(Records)
=-=-=-=-=
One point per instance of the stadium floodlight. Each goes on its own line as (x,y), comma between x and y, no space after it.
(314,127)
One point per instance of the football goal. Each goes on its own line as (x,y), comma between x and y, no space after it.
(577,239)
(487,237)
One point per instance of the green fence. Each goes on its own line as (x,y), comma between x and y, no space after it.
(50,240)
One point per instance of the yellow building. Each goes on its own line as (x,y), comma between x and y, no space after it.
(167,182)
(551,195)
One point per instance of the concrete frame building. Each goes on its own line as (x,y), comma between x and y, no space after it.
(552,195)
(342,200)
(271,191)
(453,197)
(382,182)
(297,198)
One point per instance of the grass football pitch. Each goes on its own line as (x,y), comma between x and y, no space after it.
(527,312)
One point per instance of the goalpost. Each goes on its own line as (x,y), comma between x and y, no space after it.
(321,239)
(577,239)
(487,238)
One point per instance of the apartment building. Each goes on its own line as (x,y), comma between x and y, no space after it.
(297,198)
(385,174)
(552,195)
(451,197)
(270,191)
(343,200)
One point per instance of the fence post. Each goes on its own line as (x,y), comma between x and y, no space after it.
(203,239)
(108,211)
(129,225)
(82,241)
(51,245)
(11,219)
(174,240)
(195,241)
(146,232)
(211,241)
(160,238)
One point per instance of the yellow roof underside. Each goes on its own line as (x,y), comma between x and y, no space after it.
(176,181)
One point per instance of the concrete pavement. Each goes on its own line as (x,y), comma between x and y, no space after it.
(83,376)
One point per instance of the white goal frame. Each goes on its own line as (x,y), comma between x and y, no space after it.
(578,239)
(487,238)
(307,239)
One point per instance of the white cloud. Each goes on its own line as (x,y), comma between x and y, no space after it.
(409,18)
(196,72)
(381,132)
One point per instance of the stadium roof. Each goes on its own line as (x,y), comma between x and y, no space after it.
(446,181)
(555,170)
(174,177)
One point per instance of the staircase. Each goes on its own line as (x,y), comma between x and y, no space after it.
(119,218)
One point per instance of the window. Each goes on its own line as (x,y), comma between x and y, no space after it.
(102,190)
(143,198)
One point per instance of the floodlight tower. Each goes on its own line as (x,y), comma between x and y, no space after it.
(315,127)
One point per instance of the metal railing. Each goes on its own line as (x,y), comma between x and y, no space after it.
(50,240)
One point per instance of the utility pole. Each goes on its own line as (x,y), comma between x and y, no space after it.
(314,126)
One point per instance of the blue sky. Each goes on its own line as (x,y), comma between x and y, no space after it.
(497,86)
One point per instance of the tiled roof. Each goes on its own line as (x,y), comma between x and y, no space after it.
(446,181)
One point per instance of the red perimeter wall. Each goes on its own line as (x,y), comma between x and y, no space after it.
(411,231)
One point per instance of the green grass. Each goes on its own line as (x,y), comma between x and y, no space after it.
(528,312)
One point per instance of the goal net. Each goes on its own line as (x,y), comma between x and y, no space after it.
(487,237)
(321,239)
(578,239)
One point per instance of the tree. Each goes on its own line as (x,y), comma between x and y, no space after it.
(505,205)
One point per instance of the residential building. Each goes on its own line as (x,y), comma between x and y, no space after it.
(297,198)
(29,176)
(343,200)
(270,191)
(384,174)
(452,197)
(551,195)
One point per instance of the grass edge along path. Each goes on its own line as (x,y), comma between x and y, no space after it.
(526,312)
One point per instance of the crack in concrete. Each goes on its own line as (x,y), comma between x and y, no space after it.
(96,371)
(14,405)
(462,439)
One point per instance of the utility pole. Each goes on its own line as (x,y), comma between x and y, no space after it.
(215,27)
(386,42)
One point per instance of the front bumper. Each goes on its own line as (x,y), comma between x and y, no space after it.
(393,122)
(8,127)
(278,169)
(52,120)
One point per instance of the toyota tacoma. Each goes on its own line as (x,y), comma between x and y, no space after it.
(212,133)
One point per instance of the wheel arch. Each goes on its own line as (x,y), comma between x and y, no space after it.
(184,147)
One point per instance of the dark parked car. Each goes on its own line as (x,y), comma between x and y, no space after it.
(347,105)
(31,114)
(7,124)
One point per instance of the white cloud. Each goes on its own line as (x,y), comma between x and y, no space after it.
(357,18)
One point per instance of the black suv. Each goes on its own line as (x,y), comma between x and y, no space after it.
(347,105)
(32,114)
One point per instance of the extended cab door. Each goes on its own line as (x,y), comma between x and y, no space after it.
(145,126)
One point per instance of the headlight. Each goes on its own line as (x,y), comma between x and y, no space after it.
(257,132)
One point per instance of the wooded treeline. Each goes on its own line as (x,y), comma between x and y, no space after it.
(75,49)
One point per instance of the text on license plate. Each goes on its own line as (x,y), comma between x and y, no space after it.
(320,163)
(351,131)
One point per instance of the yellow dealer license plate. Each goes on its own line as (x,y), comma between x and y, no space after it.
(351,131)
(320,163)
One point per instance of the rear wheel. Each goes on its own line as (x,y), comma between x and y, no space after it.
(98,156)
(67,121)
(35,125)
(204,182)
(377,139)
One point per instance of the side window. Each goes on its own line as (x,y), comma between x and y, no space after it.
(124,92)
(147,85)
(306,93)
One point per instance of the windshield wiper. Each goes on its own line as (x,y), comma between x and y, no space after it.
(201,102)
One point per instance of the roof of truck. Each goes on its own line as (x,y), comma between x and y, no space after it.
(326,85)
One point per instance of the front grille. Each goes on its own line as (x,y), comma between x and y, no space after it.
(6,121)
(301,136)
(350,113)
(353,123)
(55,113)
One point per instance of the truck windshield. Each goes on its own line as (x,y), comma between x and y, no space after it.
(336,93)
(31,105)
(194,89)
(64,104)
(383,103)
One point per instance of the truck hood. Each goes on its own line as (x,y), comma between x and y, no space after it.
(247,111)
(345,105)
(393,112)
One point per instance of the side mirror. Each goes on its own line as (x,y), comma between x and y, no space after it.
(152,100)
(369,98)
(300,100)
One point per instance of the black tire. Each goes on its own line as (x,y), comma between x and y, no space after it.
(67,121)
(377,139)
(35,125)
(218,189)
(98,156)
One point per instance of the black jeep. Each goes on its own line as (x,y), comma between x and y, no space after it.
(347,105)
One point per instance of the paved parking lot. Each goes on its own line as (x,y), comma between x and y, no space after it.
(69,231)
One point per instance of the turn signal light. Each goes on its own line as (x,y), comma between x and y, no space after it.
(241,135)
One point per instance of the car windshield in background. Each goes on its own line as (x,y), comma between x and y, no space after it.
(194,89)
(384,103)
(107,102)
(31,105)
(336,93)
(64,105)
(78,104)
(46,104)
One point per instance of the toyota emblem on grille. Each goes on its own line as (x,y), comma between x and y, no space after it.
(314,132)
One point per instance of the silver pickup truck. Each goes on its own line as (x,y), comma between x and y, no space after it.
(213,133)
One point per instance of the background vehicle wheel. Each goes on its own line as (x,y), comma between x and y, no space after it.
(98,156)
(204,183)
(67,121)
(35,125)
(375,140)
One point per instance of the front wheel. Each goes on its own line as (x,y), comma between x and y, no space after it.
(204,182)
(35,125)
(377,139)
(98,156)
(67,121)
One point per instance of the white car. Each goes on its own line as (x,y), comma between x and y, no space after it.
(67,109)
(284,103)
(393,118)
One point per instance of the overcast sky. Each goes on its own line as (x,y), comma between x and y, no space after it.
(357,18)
=-=-=-=-=
#### GOAL OF THE EXERCISE:
Could you repeat these lines exactly, from the first one through the last?

#### RESULT BELOW:
One point per instance of the stadium floodlight. Each goes on its own line as (x,y), comma between x and y, no space after it.
(314,127)
One point per instance of the football goal. Each goes on its own line as (x,y), comma between x and y, no space after it.
(577,239)
(487,237)
One point per instance of the green fence. Each goes on its own line as (x,y), comma between x and y, no space after it.
(50,240)
One point per instance of the yellow building. Each goes on its own line as (x,y), comma between x and y, no space after it.
(167,182)
(551,195)
One point per instance of the concrete frame building. Each goes on its own line as (x,y), comma between x and y, no space after it.
(552,195)
(342,200)
(271,191)
(453,197)
(382,182)
(297,198)
One point per instance of the grass football pitch. Each goes on its own line as (x,y), comma between x and y, no space after it.
(527,312)
One point per instance of the goalpost. Each goes on its own line as (x,y), comma between x and y, no space after it.
(321,239)
(577,239)
(487,238)
One point per instance of the apartment building. Each goes on its own line as (x,y), comma between x and y, no space after it.
(297,198)
(385,174)
(552,195)
(451,197)
(270,191)
(343,200)
One point per instance of the fence post. Each goes on its own line as (x,y), comma between x and y, no space after it.
(203,239)
(108,211)
(129,225)
(82,241)
(51,245)
(11,219)
(174,240)
(195,241)
(146,232)
(211,241)
(160,238)
One point per instance of the yellow roof underside. Each goes on its own line as (x,y), comma between x and y, no space after it.
(176,181)
One point per instance of the concrete pavement. Each goes on its own line as (x,y), comma between x and y, no space after it.
(83,376)
One point per instance of the white goal frame. Each goes on its own line as (x,y), comma between x and y, no space after it.
(578,239)
(487,238)
(307,239)
One point per instance of the white cloud. Each goes on its own line as (x,y), comma between x and y, no space after it.
(409,18)
(196,72)
(381,132)
One point per instance of the stadium roof. Each goes on its own line as (x,y), comma between x and y, no space after it.
(446,181)
(555,170)
(174,177)
One point per instance of the staircase. Each goes on its own line as (x,y), comma between x and y, no space after it.
(119,218)
One point per instance of the window. Each goes on its own line as (x,y), comma between x and y, no space after it.
(102,190)
(143,198)
One point per instance of the floodlight tower. Each goes on its own line as (x,y), comma between x and y, no space after it.
(315,127)
One point per instance of the metal railing. Each goes on its own line as (x,y), comma between x and y, no space after it.
(50,240)
One point per instance of the utility pole. Each goes on its own line as (x,y), comma between x and y, no space after it.
(314,126)
One point per instance of the blue sky. Each goes on its own line as (x,y), comma between x and y, no space after it.
(497,86)
One point per instance of the tiled roof. Each goes on its own line as (x,y), comma between x and y, no space after it.
(446,181)
One point per instance of the red perimeter wall. Each goes on its own line as (x,y), comma between x and y, no space after it.
(411,231)
One point per instance of the green grass. Each goes on its own line as (x,y), comma between x and y, no space after it.
(528,312)
One point per instance of the goal net. Each goes on its own line as (x,y), comma between x and y, no space after it.
(487,237)
(321,239)
(578,239)
One point per instance of the tree. Each goes on its own line as (x,y), comma between x and y, no space after it.
(505,205)
One point per instance of the residential building. Each goes on its own line as (x,y), comma between x and y, no space after it.
(297,198)
(29,176)
(343,200)
(270,191)
(384,174)
(452,197)
(551,195)
One point per instance of the grass edge along path. Each goes on its own line as (x,y), comma between x and y, no space after it.
(526,312)
One point per instance of the crack in concrete. Each goes on its own line as (x,y), comma between x and y, no space after it.
(96,371)
(14,405)
(462,439)
One point per instance of the utility pole. Each goes on its own line as (x,y), comma between x and y, no space after it.
(215,27)
(386,42)
One point per instance of the front bumper. Each goes on its own line as (x,y), comma between x and y, no space after it.
(393,122)
(8,127)
(278,169)
(52,120)
One point per instance of the toyota tacoma. Each goes on its own line as (x,y), comma between x and y, no space after it.
(212,133)
One point per instance of the wheel arch. Each goes on its own line as (x,y), comma between x and y, no space after it.
(184,147)
One point per instance of the dark parked car. Each goes on its own line as (x,y), comma between x and y, no space after it.
(347,105)
(31,114)
(7,124)
One point per instance of the white cloud. Each goes on its own line as (x,y), comma between x and y, no space after it.
(357,18)
One point per instance of the black suv. Each goes on its own line as (x,y), comma between x and y, no space after it.
(347,105)
(32,114)
One point per instance of the extended cab door. Each goes on its own line as (x,y), comma between x and y, no space after it.
(145,126)
One point per instance of the headlight. Each goes on its own line as (x,y), comma between x and y, no space after it.
(257,132)
One point per instance of the wooded treeline. Each goes on its own line as (x,y), comma between x and y, no space after it.
(75,49)
One point per instance of the text on license plate. Each goes on its own line as (x,y), comma between x and y, no space after it.
(320,163)
(351,131)
One point per instance of the yellow dealer license plate. Each goes on its own line as (x,y), comma between x and y, no space after it.
(351,131)
(320,163)
One point per instance of the rear wheel. Each goes on its own line as (x,y), comma between x and y, no space after it.
(98,156)
(67,121)
(35,125)
(204,182)
(377,139)
One point per instance of the side window. Each goes on its own line as (x,y), comma between x and y, no space after it.
(124,92)
(147,85)
(306,93)
One point per instance of the windshield wiper. Each goes on its own line as (x,y), comma between x and y, no space after it.
(201,102)
One point per instance of the roof of truck. Each goes on its own line as (x,y), comma between x and y, no space after it.
(326,85)
One point per instance of the front grille. Each goes on its own line as (x,y), comma between x and y, no space after it.
(6,121)
(301,136)
(350,113)
(353,123)
(55,113)
One point per instance of the truck windshield. Each goes on its own line as (x,y), comma between x and y, no space after it.
(336,93)
(31,105)
(194,89)
(64,104)
(383,103)
One point per instance of the truck hood. Each goes on its own line as (x,y), comma between x and y, no space after it.
(247,111)
(345,105)
(393,112)
One point per instance of the side mirror. Each goes on its own line as (x,y), comma between x and y, no space after it.
(152,100)
(369,98)
(300,100)
One point per instance of the black tire. Each goes on its own line as (x,y), comma between x and y, no space after it.
(67,121)
(377,139)
(35,125)
(218,189)
(98,156)
One point per instance of the black jeep. Each goes on its own line as (x,y), comma between x and y, no space after it.
(347,105)
One point per instance of the paved parking lot. Each goes on its own line as (x,y), comma between x and y, no space after it.
(69,231)
One point per instance of the turn signal light. Each goes on its own line as (x,y), comma between x and y, no space after it.
(241,135)
One point per instance of the car windshield in background. Each goes on its own line as (x,y), comma between x and y, no space after it.
(194,89)
(384,103)
(107,102)
(31,105)
(336,93)
(64,105)
(78,104)
(46,104)
One point per instance of the toyota emblem on grille. Each goes on its own line as (x,y), comma between x and y, no space after it.
(314,132)
One point per instance of the silver pickup truck. Each goes on its own line as (x,y), comma between x and y, no space after it.
(213,133)
One point per instance of the background vehicle wheel. Each goes on its own line as (x,y), comma between x and y, no space after it.
(98,156)
(204,183)
(67,121)
(35,125)
(375,140)
One point per instance of the front wheel. Each goes on its own line as (x,y), comma between x and y, no space after it.
(204,182)
(35,125)
(377,139)
(98,156)
(67,121)
One point per instance of the white car. Each goes on its own line as (x,y), comma between x and y, no space after it.
(67,109)
(284,103)
(393,118)
One point per instance of the overcast sky. Each goes on its own line as (x,y), comma between x and y, no space after it.
(357,18)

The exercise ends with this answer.